- **COMPLETE THE FOLLOWING**
(1) Transcribe the passage on card sorting in interviews from "Following a review" to "for qualitative research.".
(2) Answer these questions from the passage on card sorting in interviews:
(a) What method does the passage call dominant for investigating mental models, perspectives, emotions and experiences?
(b) What is the case illustration a grounded theory study into?
(c) From which two fields does the case illustration draw most of its methods?
(3) Write the next part of the passage on card sorting in interviews, picking up after its final sentence.

- **SELECTED TEXT**
Qualitative researchers and information practitioners often investigate questions that probe the underlying mental models, nuanced perspectives, emotions and experiences of their target populations. The in-depth qualitative interview is a dominant method for such investigations and the purpose of this paper is to demonstrate how incorporating hybrid card-sorting activities into interviews can enable deeper participant reflections and generate rich data sets to increase understanding.
Following a review of relevant literature, the case illustration presented is a grounded theory study into the student-researcher information experience with personal academic information management. This study uses hybrid card sorting within in-depth, semi-structured interviews, a unique adaptation that extends multi-disciplinary awareness of the benefits of card-sort exercises for qualitative research.
Emerging from diverse fields, ranging from computer science, engineering, psychology and human–computer interaction, card sorting seeks to illuminate how participants understand and organise concepts. The case illustration draws largely on methods used in interaction design and information architecture. Using either open or fixed designs, or hybrid variations, card-sort activities can make abstract concepts more tangible for participants, offering investigators a new approach to interview questions with the aid of this interactive, object-based technique.

(Entries from a dataset)
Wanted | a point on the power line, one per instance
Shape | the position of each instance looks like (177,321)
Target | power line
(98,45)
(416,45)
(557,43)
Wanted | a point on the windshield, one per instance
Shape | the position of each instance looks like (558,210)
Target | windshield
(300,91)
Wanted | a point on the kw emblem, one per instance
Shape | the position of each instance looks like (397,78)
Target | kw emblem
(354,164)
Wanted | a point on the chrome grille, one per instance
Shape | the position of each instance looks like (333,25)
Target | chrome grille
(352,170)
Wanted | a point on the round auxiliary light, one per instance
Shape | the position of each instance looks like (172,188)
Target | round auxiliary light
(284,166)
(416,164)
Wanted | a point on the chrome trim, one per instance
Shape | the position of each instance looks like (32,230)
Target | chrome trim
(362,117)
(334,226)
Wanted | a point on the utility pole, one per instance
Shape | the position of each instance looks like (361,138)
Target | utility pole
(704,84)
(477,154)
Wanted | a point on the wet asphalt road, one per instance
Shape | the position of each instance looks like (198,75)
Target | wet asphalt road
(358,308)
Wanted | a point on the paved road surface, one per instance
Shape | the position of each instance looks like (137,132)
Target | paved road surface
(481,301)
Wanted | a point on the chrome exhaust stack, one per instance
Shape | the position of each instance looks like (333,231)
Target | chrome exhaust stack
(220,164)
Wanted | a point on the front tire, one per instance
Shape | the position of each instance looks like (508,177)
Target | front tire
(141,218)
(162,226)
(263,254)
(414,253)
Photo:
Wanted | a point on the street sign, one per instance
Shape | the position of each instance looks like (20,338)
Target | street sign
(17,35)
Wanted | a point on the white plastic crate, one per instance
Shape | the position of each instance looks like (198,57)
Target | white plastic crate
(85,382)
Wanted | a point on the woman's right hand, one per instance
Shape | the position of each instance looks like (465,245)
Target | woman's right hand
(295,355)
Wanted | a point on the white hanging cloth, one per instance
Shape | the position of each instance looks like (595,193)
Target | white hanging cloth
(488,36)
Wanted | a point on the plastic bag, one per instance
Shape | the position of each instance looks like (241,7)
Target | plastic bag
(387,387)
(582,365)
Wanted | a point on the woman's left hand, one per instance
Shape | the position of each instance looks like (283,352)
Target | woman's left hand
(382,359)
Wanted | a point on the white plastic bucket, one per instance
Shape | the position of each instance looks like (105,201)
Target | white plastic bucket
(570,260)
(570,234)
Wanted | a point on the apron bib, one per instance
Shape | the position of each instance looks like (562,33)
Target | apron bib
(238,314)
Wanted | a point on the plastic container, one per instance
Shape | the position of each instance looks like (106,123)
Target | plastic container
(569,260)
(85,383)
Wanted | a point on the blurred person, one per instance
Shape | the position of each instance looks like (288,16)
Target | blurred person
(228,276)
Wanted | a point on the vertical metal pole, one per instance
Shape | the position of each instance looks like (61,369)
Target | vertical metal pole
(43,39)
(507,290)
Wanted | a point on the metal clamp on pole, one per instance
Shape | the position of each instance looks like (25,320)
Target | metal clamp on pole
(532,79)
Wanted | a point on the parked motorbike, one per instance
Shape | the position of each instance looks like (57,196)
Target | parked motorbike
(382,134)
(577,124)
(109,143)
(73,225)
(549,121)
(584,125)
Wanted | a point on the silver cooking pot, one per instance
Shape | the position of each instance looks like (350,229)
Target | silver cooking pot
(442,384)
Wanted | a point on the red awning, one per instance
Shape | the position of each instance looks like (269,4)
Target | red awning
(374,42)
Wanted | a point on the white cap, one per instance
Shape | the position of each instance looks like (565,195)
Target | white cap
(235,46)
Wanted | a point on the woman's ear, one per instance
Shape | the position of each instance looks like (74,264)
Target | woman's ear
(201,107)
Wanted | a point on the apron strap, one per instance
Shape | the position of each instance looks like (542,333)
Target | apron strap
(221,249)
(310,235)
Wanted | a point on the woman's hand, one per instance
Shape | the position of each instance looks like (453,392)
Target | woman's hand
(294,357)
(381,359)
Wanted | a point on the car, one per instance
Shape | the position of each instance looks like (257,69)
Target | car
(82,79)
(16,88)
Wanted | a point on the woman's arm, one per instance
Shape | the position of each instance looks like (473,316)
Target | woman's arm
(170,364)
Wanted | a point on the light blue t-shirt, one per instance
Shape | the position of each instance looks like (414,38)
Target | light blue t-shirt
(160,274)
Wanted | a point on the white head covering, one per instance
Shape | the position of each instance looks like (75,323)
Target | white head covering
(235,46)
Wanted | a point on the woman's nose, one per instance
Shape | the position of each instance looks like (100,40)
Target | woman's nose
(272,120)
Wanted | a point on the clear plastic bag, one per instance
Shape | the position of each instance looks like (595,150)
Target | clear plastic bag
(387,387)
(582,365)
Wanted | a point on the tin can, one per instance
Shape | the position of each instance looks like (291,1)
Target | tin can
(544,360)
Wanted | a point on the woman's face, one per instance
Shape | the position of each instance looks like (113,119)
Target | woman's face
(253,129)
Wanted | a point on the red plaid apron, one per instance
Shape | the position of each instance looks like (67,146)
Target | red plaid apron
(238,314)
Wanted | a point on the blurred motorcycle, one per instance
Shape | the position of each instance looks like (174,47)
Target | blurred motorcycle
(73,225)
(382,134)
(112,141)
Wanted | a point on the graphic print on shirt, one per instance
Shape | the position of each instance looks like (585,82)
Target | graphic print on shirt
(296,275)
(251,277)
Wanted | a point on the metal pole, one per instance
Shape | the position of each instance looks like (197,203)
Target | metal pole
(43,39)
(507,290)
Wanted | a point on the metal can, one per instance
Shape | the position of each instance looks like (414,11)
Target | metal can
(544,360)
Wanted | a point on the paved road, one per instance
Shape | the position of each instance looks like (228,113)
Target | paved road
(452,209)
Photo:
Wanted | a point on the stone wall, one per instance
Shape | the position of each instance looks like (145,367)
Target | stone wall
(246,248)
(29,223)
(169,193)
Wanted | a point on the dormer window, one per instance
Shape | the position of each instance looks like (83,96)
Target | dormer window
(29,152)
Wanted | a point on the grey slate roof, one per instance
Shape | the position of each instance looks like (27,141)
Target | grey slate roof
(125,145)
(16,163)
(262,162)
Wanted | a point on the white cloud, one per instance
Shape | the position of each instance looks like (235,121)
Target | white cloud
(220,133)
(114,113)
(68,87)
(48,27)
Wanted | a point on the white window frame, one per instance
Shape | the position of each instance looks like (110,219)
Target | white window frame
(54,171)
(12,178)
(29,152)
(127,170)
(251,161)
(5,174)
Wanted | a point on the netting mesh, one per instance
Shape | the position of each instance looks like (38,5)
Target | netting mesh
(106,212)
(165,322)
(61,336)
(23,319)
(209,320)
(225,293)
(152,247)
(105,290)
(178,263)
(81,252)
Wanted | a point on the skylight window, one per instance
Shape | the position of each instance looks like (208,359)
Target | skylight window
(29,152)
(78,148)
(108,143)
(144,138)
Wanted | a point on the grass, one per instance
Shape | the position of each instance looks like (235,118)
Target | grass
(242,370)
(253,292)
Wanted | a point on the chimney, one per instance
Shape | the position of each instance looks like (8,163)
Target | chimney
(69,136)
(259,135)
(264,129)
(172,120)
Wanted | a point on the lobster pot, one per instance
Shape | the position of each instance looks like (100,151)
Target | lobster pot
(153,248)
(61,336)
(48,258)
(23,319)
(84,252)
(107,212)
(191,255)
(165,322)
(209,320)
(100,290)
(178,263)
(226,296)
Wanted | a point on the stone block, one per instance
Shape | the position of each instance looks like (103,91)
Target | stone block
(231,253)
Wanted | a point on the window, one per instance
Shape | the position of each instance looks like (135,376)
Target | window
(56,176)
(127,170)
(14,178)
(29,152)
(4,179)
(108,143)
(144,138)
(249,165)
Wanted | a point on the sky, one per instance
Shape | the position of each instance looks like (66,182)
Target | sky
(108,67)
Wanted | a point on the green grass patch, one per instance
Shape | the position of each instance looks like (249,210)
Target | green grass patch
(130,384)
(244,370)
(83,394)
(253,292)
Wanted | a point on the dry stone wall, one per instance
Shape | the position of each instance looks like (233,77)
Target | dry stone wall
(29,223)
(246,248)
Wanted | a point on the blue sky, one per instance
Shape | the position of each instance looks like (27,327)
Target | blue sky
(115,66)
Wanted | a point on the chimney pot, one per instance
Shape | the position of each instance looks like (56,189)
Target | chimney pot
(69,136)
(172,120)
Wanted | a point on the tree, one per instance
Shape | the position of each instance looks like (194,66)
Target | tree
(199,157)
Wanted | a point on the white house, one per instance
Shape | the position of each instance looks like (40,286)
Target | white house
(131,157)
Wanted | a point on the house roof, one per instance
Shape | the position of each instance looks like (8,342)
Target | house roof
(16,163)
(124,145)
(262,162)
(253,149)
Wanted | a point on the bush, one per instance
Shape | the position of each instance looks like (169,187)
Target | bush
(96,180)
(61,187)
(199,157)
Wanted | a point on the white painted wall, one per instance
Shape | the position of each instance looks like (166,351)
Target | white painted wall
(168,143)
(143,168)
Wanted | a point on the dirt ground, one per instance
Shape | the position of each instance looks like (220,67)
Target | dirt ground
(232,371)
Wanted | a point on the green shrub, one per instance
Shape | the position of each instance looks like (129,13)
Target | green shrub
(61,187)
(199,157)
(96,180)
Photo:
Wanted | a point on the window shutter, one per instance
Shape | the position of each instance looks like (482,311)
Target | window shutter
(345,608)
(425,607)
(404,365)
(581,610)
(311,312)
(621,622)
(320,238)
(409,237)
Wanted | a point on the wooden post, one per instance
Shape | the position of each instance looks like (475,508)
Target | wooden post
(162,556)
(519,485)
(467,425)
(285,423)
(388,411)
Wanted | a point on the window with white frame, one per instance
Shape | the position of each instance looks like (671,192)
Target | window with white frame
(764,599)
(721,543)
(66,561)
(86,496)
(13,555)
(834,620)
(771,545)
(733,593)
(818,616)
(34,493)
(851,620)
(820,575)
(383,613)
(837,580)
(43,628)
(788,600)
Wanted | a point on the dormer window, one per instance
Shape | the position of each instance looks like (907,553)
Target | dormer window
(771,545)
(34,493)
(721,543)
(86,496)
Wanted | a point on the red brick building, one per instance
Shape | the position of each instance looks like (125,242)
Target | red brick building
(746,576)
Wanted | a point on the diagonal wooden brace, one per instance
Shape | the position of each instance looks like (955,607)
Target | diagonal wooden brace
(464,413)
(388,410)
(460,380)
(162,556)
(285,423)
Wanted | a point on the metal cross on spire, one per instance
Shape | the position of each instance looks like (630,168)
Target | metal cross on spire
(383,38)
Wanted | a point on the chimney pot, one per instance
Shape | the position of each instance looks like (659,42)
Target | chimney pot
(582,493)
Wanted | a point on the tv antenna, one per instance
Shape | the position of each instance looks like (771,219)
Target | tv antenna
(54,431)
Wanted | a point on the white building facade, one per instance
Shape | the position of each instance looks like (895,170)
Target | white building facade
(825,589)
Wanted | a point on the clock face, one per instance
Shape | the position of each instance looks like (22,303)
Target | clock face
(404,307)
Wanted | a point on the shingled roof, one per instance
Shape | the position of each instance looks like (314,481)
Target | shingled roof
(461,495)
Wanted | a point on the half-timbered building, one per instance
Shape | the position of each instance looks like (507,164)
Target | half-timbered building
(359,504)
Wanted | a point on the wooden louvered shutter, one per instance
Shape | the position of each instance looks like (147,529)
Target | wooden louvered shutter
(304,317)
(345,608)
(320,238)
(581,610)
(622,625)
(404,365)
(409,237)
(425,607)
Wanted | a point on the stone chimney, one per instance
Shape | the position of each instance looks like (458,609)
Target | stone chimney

- **ANSWERS PER TASK**
(1)
Following a review of relevant literature, the case illustration presented is a grounded theory study into the student-researcher information experience with personal academic information management. This study uses hybrid card sorting within in-depth, semi-structured interviews, a unique adaptation that extends multi-disciplinary awareness of the benefits of card-sort exercises for qualitative research.

(2)
(a) The in-depth qualitative interview.
(b) The student-researcher information experience with personal academic information management.
(c) Interaction design and information architecture.

(3)
Opening with a comprehensive review of card-sort studies, the authors present an information experience case illustration that demonstrates the rich data generated by hybrid card sorting within qualitative interviews, or interactive interviews. This is followed by discussion of the types of research questions that may benefit from this original method.
The authors are grateful to information architecture and user experience experts for bringing the card-sort method to researchers like the authors. The authors also thank the San José Gateway PhD community, in particular Drs Mary Somerville and Guy Gable, for inspiration, feedback, and suggestions that helped to shape this paper. Ethics clearance and permission to use participants’ anonymised interview data are in accordance with QUT Low Risk Research Approval #1600000992.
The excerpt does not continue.